> [What is being asked]:
Copy the lines verbatim, beginning with the line that contains "Give bounding boxes for each sky you see." and continuing through the end of the data, and only those lines.

__________

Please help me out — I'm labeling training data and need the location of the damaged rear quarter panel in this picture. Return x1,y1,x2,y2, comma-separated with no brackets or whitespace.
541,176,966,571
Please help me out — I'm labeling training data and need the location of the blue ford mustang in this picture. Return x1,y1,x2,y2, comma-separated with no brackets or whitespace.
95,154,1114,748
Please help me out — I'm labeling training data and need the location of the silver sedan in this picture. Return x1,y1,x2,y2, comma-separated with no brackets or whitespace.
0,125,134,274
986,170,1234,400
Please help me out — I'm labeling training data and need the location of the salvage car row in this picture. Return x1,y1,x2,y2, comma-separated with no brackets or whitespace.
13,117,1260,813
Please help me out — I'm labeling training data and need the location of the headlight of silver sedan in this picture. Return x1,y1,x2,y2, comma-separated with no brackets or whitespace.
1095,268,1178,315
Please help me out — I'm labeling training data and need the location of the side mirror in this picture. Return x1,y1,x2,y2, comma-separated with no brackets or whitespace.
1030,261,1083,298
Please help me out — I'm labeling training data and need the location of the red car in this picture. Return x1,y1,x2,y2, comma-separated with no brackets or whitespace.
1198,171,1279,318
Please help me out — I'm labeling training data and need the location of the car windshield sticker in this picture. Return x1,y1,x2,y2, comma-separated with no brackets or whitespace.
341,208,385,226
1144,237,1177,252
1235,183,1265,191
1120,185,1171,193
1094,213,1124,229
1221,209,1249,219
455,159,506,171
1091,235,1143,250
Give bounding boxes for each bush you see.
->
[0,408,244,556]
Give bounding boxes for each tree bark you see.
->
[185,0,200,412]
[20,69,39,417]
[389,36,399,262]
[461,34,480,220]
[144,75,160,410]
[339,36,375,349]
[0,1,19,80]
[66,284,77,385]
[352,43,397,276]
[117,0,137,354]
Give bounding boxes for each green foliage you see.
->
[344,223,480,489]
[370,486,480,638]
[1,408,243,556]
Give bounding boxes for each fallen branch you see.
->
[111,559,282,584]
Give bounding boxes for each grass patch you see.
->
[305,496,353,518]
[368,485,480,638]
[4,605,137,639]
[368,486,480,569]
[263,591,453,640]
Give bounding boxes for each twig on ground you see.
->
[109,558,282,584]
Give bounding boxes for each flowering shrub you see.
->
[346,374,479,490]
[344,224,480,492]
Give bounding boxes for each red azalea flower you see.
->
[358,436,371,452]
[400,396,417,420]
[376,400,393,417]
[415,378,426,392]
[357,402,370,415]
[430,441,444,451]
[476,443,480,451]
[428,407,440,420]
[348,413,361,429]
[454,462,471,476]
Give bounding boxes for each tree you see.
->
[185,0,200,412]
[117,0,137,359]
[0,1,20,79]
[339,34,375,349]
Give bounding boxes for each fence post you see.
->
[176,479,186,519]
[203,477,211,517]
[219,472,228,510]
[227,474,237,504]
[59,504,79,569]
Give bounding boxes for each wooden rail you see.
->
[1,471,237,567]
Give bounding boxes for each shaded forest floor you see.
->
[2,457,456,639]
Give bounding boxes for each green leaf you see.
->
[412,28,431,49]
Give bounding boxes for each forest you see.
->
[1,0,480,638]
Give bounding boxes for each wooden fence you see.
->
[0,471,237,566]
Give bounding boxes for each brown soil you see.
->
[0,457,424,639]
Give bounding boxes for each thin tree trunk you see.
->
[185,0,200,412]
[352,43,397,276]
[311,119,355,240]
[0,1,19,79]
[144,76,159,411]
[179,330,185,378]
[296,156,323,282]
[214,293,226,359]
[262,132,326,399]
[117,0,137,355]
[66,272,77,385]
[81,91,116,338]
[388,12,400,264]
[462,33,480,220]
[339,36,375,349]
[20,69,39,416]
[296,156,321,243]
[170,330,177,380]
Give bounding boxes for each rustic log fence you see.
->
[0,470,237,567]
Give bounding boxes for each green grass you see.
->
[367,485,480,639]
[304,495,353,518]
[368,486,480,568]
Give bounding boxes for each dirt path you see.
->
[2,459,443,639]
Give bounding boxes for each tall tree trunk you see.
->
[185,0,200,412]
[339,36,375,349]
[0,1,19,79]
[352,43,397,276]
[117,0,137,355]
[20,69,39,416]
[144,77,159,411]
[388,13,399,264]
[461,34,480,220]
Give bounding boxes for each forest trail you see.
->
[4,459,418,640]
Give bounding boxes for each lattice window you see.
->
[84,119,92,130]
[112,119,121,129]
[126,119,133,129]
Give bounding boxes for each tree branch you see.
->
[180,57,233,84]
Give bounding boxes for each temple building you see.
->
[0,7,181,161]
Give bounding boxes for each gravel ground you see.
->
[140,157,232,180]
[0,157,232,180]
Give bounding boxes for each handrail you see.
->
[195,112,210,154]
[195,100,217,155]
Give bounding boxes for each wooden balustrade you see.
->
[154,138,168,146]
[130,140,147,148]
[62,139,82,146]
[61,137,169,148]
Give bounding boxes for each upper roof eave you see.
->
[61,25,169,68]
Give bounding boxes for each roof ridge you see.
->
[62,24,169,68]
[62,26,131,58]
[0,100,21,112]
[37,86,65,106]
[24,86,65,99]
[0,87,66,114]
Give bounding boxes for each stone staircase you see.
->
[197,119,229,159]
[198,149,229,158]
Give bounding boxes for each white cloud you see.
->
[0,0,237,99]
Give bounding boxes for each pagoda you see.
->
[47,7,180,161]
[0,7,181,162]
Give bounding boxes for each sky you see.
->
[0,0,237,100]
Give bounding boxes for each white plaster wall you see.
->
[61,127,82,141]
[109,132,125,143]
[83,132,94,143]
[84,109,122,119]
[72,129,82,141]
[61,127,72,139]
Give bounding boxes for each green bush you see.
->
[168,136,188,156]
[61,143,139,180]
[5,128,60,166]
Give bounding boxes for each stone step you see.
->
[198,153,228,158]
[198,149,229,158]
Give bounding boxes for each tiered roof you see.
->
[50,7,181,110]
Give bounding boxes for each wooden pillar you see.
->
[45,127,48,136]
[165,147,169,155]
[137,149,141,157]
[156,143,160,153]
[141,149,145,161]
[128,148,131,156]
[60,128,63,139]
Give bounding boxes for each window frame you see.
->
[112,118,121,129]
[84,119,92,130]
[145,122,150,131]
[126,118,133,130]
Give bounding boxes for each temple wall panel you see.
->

__________

> [Your solution]:
Give bounding boxes for each sky you see.
->
[0,0,237,100]
Give bounding boxes for each white plaster wall you see.
->
[61,127,82,141]
[109,132,125,143]
[83,132,94,143]
[84,109,122,119]
[72,129,82,141]
[61,127,72,139]
Give bounding boxes for each green bush you see.
->
[168,136,188,156]
[61,143,139,180]
[5,128,60,166]
Give bounding boxes for each stone step you see.
->
[198,153,228,158]
[198,149,229,158]
Give bounding boxes for each tiered roof you see.
->
[50,7,181,110]
Give bounding boxes for each wooden pillar you see.
->
[45,127,48,136]
[165,147,169,155]
[137,149,141,157]
[156,143,160,153]
[141,149,145,161]
[128,148,131,156]
[60,128,63,139]
Give bounding boxes for each window frame you see.
->
[112,118,121,129]
[84,119,92,130]
[145,122,150,131]
[126,118,133,130]
Give bounding boxes for each temple wall panel you see.
->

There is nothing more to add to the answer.